WHAT YOU WILL DO — Can you copy out, word for word, everything from the line containing "Reviewer note: check that each instance of the patterned" down through the end of the entries, including both ends?

SUPPLIED DATA —
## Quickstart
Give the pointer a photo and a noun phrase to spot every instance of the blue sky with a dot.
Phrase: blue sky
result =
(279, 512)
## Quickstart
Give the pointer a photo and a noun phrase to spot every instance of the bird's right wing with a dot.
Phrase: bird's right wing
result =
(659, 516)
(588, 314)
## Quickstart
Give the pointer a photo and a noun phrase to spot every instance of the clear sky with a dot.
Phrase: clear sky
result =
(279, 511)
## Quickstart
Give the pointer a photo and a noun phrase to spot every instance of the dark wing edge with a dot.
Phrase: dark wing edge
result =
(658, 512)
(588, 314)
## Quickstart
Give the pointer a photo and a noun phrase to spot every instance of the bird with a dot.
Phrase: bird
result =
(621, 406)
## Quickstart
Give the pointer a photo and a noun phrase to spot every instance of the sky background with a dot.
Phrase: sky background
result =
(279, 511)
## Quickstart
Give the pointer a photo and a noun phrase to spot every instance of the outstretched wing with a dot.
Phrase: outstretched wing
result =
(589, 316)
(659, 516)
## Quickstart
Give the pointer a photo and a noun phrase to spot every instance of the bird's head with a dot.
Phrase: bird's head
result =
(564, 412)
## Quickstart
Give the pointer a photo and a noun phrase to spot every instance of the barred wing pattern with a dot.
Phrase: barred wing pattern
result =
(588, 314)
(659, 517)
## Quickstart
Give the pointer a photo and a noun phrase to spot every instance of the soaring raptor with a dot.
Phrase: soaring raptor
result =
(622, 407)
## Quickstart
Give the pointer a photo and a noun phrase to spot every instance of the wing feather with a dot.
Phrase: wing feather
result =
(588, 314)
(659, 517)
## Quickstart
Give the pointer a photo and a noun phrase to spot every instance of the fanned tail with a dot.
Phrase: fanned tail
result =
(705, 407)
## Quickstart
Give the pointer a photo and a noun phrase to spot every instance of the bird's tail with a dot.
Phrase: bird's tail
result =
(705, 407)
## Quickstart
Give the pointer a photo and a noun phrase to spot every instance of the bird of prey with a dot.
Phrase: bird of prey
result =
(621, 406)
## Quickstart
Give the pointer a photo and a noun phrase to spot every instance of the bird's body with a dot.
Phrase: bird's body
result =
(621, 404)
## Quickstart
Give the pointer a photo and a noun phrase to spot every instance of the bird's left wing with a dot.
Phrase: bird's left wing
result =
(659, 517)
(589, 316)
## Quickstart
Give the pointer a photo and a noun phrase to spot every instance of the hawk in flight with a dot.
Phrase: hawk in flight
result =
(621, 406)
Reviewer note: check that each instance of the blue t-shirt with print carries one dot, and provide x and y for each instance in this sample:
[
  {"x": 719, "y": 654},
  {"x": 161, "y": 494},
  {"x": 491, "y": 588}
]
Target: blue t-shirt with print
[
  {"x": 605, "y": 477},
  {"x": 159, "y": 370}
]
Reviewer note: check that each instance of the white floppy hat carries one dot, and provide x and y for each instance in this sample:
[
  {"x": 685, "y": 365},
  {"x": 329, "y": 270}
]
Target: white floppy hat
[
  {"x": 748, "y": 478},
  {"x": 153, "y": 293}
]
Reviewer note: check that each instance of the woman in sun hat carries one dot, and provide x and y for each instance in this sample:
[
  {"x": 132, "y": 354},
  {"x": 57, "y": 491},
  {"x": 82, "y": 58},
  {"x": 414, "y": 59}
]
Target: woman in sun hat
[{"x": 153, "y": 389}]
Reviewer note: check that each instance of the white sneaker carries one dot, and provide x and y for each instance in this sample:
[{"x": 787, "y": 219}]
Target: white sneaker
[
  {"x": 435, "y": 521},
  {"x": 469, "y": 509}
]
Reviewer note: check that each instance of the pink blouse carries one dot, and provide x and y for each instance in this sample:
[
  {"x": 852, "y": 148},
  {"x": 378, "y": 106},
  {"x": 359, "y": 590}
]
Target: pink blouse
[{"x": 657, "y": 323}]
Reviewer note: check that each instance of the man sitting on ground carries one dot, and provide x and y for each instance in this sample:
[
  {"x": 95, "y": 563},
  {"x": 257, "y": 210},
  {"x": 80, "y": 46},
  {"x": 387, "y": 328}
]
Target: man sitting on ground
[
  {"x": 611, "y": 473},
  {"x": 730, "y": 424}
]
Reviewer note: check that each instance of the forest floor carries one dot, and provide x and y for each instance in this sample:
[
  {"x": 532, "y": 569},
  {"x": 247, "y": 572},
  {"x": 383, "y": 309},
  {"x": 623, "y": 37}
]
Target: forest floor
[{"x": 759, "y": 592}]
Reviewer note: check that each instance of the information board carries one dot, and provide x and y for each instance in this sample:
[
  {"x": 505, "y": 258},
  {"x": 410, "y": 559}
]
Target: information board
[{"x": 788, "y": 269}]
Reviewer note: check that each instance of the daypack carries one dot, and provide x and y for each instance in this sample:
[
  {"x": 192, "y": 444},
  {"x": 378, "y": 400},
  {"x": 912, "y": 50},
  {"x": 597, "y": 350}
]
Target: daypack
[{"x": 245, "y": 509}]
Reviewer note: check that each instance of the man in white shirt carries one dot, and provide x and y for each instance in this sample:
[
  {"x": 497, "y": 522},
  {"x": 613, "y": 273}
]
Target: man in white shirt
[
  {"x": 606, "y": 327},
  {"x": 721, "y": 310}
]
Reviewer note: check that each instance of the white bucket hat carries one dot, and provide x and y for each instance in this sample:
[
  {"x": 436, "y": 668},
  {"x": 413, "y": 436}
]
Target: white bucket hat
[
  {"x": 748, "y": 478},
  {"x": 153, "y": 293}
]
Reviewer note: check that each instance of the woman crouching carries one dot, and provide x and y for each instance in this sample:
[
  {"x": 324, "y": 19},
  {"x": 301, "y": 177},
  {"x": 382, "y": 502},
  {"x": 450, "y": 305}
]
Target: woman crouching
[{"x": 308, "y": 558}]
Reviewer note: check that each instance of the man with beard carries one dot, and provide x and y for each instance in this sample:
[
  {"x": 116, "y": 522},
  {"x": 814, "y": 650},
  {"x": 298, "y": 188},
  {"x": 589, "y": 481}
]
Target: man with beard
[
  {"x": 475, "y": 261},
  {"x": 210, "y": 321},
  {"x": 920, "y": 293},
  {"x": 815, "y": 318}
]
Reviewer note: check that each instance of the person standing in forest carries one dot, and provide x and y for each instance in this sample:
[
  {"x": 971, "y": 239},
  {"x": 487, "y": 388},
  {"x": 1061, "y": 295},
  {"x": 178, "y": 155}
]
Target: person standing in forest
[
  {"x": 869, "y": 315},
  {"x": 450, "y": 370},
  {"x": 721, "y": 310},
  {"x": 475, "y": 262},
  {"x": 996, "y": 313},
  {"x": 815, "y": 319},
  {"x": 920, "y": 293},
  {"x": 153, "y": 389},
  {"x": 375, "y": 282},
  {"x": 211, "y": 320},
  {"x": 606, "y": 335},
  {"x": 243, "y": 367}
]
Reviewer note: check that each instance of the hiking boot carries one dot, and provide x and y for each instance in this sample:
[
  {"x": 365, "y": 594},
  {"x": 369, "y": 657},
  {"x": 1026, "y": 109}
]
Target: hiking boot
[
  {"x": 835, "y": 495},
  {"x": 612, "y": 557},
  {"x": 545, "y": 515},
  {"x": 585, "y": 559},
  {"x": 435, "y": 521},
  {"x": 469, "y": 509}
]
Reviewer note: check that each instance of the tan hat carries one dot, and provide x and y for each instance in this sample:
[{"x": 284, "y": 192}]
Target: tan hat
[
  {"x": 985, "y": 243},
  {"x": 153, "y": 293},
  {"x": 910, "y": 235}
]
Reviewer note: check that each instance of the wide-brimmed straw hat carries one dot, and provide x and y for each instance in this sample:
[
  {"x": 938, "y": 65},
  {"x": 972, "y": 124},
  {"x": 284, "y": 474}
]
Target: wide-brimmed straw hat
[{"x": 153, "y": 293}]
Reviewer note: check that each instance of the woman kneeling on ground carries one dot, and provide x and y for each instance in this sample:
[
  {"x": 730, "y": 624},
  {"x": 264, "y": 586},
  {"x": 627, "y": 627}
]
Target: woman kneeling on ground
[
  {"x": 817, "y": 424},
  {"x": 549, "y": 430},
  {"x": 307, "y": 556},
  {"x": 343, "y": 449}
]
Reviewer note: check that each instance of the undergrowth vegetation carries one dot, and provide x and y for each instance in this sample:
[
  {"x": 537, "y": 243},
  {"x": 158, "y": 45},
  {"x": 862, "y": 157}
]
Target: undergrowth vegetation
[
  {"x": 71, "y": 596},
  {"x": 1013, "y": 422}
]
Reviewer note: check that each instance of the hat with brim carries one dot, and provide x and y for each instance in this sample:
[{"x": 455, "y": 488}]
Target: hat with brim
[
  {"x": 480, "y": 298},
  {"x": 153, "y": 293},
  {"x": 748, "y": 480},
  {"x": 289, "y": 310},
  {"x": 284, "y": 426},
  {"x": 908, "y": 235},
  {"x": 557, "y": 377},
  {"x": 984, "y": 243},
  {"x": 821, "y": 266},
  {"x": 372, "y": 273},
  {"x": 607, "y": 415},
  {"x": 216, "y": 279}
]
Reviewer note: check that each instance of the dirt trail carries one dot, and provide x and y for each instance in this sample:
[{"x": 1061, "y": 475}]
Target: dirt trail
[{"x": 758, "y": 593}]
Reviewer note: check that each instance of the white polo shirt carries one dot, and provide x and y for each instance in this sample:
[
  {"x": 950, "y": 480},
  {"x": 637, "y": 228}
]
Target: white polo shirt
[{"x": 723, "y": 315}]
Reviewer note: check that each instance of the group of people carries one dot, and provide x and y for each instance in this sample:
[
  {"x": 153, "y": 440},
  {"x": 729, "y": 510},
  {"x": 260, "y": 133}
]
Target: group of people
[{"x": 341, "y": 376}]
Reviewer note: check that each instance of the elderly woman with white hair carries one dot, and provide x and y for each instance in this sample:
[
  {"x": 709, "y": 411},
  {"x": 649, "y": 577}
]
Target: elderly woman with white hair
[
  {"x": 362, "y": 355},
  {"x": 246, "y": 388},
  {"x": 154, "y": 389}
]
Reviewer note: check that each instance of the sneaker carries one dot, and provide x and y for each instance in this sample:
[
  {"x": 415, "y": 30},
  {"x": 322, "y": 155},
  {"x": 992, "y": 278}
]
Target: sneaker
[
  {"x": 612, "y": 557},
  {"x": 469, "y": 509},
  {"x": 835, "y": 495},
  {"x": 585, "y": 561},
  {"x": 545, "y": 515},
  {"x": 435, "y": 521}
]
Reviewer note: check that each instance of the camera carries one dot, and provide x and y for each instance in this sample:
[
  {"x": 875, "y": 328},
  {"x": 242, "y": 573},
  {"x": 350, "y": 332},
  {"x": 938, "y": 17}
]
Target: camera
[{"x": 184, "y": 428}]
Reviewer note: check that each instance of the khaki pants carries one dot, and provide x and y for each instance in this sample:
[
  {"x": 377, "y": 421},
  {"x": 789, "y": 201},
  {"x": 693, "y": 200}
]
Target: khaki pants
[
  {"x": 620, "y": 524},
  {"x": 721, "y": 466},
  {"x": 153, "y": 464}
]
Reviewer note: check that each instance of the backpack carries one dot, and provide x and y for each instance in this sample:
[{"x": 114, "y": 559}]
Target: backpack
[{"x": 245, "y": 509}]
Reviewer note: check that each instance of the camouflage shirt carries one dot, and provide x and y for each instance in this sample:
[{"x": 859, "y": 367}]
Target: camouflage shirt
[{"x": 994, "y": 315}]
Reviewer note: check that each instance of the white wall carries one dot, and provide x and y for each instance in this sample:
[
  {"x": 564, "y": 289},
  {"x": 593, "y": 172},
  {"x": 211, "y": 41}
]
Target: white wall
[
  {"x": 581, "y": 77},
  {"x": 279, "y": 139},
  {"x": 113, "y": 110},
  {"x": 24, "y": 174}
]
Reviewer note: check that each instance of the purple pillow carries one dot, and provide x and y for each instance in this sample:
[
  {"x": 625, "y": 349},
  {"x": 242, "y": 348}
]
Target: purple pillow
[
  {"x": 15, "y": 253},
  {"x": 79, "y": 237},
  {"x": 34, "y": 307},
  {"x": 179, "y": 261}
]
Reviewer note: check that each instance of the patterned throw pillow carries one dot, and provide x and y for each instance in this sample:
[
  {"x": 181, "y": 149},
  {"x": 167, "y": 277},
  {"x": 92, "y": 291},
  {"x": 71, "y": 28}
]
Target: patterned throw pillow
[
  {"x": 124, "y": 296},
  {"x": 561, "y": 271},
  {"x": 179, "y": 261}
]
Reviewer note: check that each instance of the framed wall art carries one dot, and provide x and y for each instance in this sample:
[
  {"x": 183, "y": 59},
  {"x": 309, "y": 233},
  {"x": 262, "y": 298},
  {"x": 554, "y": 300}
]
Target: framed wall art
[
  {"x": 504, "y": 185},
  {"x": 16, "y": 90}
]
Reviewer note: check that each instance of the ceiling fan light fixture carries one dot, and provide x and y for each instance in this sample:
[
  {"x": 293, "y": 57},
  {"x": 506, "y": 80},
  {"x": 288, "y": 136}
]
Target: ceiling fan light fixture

EXERCISE SOLUTION —
Reviewer note: check that each instance of the patterned throw pillow carries one dot, and provide x and y for each instance in this sample:
[
  {"x": 181, "y": 149},
  {"x": 167, "y": 277},
  {"x": 92, "y": 291},
  {"x": 71, "y": 28}
]
Target: patterned throw pillow
[
  {"x": 124, "y": 296},
  {"x": 561, "y": 271},
  {"x": 179, "y": 261}
]
Reviewer note: check that each instance of the framed wall art carries one dot, and provide x and y for each instance in this sample:
[
  {"x": 183, "y": 59},
  {"x": 309, "y": 233},
  {"x": 262, "y": 298},
  {"x": 554, "y": 300}
]
Target: framed wall art
[
  {"x": 504, "y": 185},
  {"x": 16, "y": 90}
]
Reviewer note: check that each instance of the ceiling fan light fixture carries one dot, and provide x and y for each instance in this sample:
[
  {"x": 293, "y": 57},
  {"x": 506, "y": 80},
  {"x": 288, "y": 136}
]
Target: ceiling fan light fixture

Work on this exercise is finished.